* [What is required]:
Each line from the one holding "# mark the region" through the end of the records should be returned exactly, while pictures are skipped.

(Stored data entries)

####################

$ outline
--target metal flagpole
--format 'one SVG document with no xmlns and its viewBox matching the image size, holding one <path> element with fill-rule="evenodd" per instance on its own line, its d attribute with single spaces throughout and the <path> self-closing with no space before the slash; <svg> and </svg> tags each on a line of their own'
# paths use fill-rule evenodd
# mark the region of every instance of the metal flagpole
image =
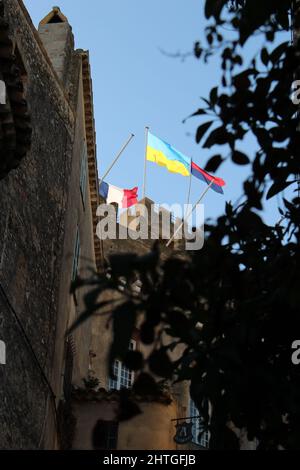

####################

* [Exercise result]:
# mark the region of every instance of the metal flagpole
image =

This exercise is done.